▸ Assigned task: Every record below needs to be set down exactly. Pictures do not belong in the copy.

Stored data:
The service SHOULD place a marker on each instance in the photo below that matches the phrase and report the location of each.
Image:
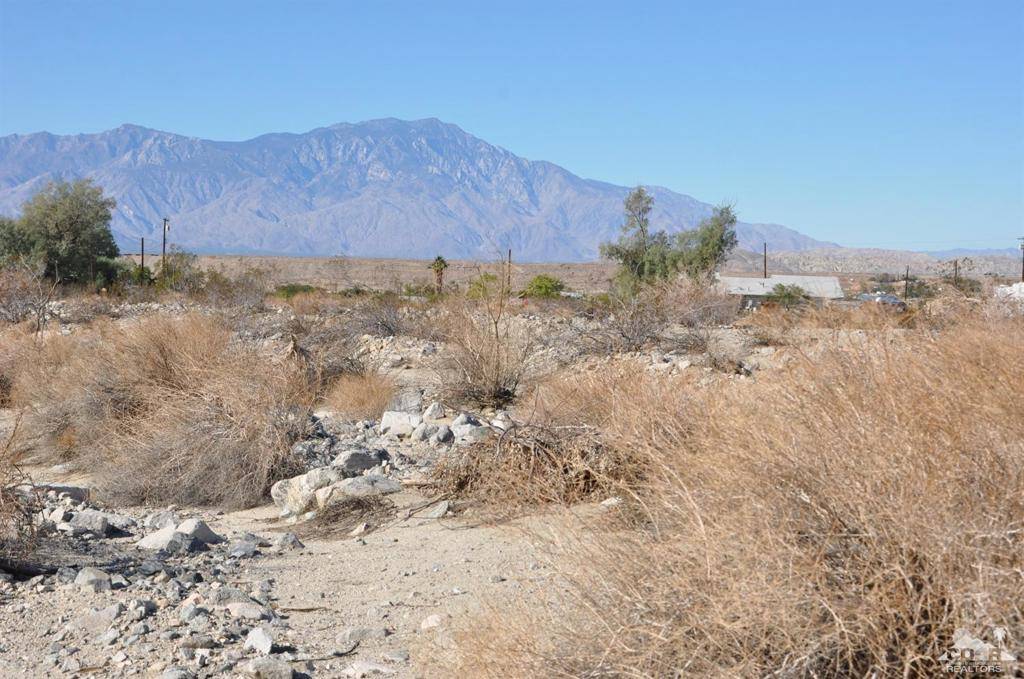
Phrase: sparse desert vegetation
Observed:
(654, 480)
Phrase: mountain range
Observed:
(379, 188)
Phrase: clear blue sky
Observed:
(891, 124)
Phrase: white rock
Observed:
(431, 622)
(200, 531)
(260, 640)
(158, 540)
(92, 580)
(435, 411)
(398, 423)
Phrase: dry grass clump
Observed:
(487, 354)
(528, 466)
(630, 323)
(361, 395)
(561, 457)
(16, 508)
(842, 519)
(363, 515)
(168, 410)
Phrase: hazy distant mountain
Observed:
(384, 187)
(975, 252)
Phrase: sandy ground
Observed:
(400, 587)
(393, 579)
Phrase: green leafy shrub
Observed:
(787, 296)
(290, 290)
(544, 286)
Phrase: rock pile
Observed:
(165, 597)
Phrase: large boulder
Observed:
(101, 522)
(293, 496)
(354, 461)
(358, 486)
(469, 433)
(200, 531)
(398, 423)
(408, 400)
(92, 580)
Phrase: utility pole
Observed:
(163, 249)
(1021, 239)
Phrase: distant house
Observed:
(754, 290)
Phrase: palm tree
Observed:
(438, 266)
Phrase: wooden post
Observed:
(163, 250)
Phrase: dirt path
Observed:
(392, 583)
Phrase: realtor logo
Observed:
(969, 654)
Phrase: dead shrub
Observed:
(328, 351)
(348, 514)
(380, 315)
(631, 323)
(360, 396)
(843, 518)
(528, 466)
(16, 505)
(169, 410)
(25, 293)
(487, 353)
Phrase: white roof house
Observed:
(817, 287)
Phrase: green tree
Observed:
(67, 227)
(438, 266)
(787, 296)
(644, 256)
(701, 251)
(544, 286)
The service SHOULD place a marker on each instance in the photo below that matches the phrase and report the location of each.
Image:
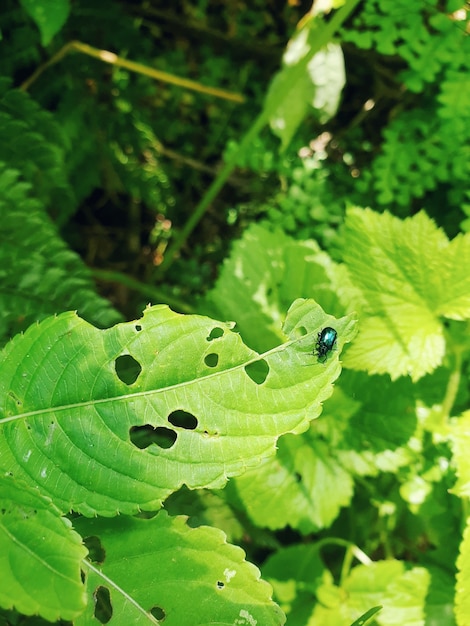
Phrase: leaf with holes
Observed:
(180, 575)
(40, 556)
(108, 421)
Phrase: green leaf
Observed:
(265, 272)
(116, 420)
(460, 437)
(303, 486)
(367, 615)
(187, 576)
(39, 275)
(317, 83)
(409, 275)
(40, 556)
(462, 590)
(49, 15)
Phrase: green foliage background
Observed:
(199, 464)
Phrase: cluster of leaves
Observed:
(345, 482)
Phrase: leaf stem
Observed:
(324, 36)
(151, 619)
(132, 66)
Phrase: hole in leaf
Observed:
(215, 333)
(257, 371)
(96, 552)
(211, 359)
(183, 419)
(144, 436)
(158, 613)
(127, 369)
(208, 434)
(103, 608)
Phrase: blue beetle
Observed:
(325, 343)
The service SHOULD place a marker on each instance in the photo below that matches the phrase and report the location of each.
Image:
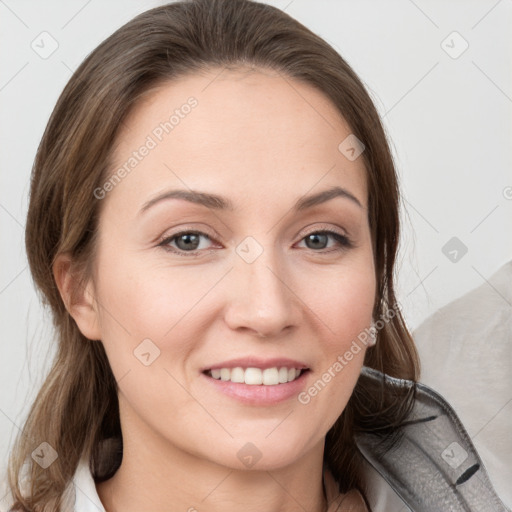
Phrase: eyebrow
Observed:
(217, 202)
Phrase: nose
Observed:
(261, 300)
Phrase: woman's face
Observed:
(248, 279)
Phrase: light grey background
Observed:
(449, 120)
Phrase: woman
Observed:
(210, 354)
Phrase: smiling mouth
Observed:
(256, 376)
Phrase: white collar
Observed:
(86, 496)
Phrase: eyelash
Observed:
(343, 241)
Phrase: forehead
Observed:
(255, 133)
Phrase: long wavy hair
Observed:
(76, 409)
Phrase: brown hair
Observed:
(77, 408)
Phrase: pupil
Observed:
(314, 238)
(188, 242)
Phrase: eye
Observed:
(186, 242)
(319, 239)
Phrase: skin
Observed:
(263, 142)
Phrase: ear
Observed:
(78, 298)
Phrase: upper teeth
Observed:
(254, 376)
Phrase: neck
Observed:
(157, 475)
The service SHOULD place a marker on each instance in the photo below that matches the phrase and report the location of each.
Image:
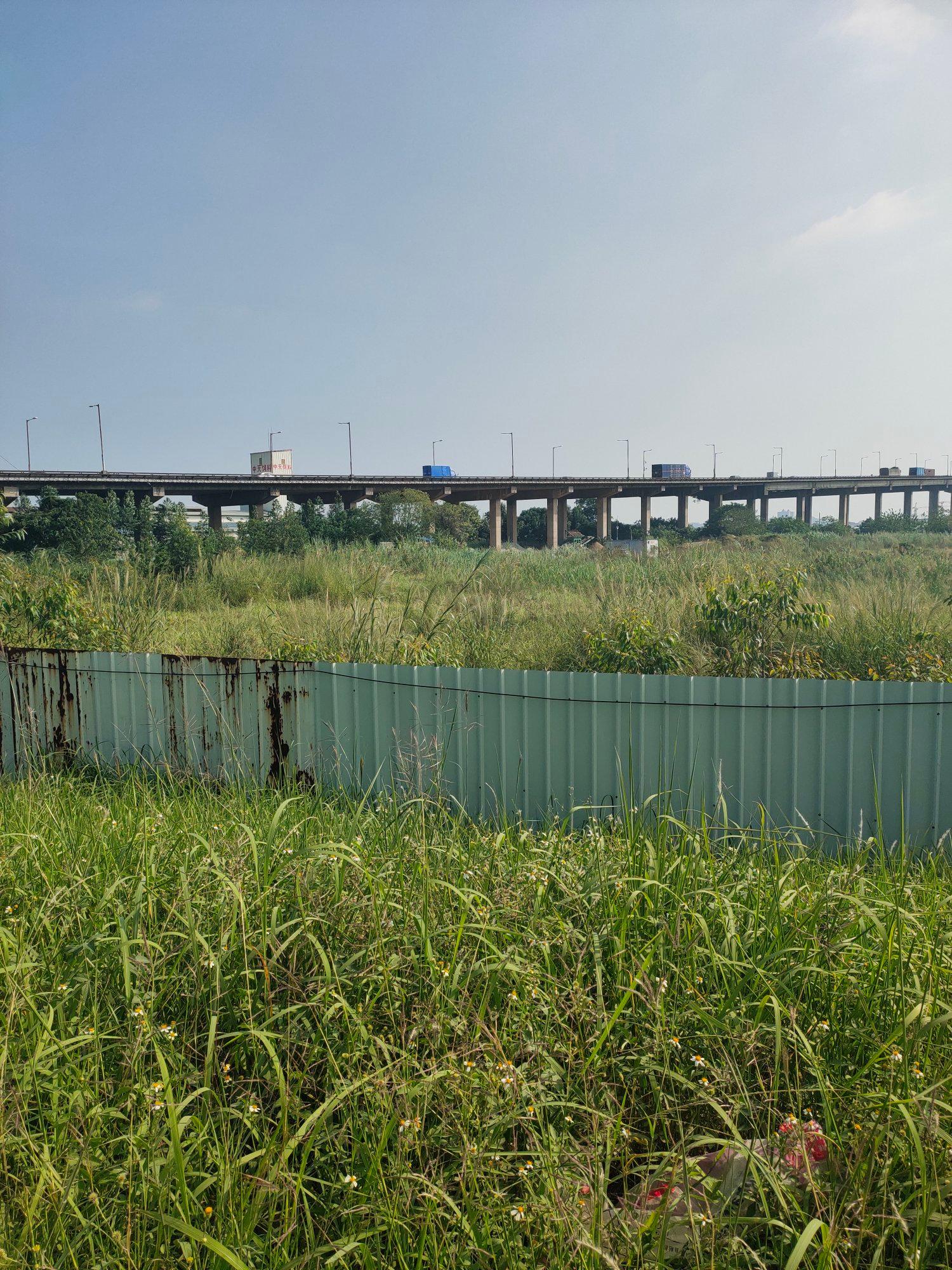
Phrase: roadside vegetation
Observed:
(852, 606)
(252, 1033)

▸ Task output:
The service SHOULD place a marker on each instance in the photo below that matches the phrase and report the location of each.
Image:
Phrase: sparse desert vegetation
Observed:
(654, 480)
Phrase: mountain range
Observed:
(379, 188)
Phrase: clear blue sky
Observed:
(891, 124)
Phrase: white rock
Observed:
(431, 622)
(200, 531)
(260, 640)
(158, 540)
(92, 580)
(435, 411)
(398, 423)
Phrase: dry grass clump
Observed:
(487, 354)
(528, 466)
(630, 323)
(361, 395)
(561, 457)
(16, 508)
(842, 519)
(363, 515)
(168, 410)
Phrase: hazy distant mountain
Observed:
(384, 187)
(975, 252)
Phrase: sandy ground
Observed:
(400, 587)
(393, 579)
Phrase: green leafy shrub
Observed:
(787, 296)
(290, 290)
(544, 286)
Phrase: rock pile
Observed:
(165, 597)
Phrase: large boulder
Observed:
(101, 522)
(293, 496)
(354, 461)
(358, 486)
(469, 433)
(200, 531)
(398, 423)
(408, 400)
(92, 580)
Phrase: utility pole
Observed:
(163, 249)
(1021, 239)
Phrase: distant house
Observed:
(754, 290)
Phrase: palm tree
Observed:
(438, 266)
Phrase: wooden post
Observed:
(163, 250)
Phrase: dirt path
Observed:
(392, 583)
Phrase: realtor logo
Observed:
(969, 654)
Phrase: dead shrub
Observed:
(328, 351)
(348, 514)
(380, 315)
(631, 323)
(360, 396)
(843, 518)
(528, 466)
(16, 505)
(169, 410)
(25, 293)
(487, 353)
Phrase: white roof house
Observed:
(817, 287)
Phrase: green tree
Observed:
(67, 227)
(438, 266)
(787, 296)
(644, 256)
(701, 251)
(544, 286)
The service SHOULD place a marker on each instance in the photo below that matches the phrase and report the location of each.
Image:
Phrase: leaf with holes
Observed:
(180, 575)
(40, 556)
(108, 421)
Phrase: green leaf
Observed:
(265, 272)
(116, 420)
(460, 437)
(303, 486)
(367, 615)
(187, 576)
(39, 275)
(317, 83)
(409, 275)
(40, 556)
(462, 590)
(49, 15)
Phrase: green foliage background
Observed:
(199, 464)
Phrase: cluster of leaves
Observed:
(345, 482)
Phrase: leaf stem
Observed:
(324, 36)
(151, 619)
(132, 66)
Phrase: hole in leaf
Observed:
(215, 333)
(257, 371)
(96, 552)
(211, 359)
(183, 419)
(144, 436)
(158, 613)
(127, 369)
(208, 434)
(103, 608)
Phrase: blue beetle
Observed:
(325, 343)
The service SHOULD place a marker on each instance in the photo below that matches the phrase and report the location of each.
Image:
Phrase: eyebrow
Observed:
(217, 202)
Phrase: nose
Observed:
(261, 300)
Phrase: woman's face
Observed:
(248, 279)
Phrase: light grey background
Observed:
(449, 120)
Phrase: woman
Observed:
(210, 354)
Phrase: smiling mouth
Observed:
(256, 376)
Phrase: white collar
Observed:
(86, 496)
Phrase: eyelash
Observed:
(343, 241)
Phrase: forehead
Observed:
(255, 133)
Phrase: long wavy hair
Observed:
(76, 409)
Phrase: brown hair
Observed:
(77, 408)
Phrase: pupil
Observed:
(314, 238)
(188, 242)
Phrase: eye
Observed:
(186, 242)
(319, 239)
Phrase: skin
Observed:
(263, 142)
Phrase: ear
Observed:
(78, 298)
Phrase: upper teeth
Observed:
(254, 376)
Phrase: neck
Observed:
(157, 475)
The service SHOULD place a marker on each instance in the photo below that matches the phrase and report the location of each.
Image:
Phrase: roadside vegetation
Observed:
(852, 606)
(252, 1033)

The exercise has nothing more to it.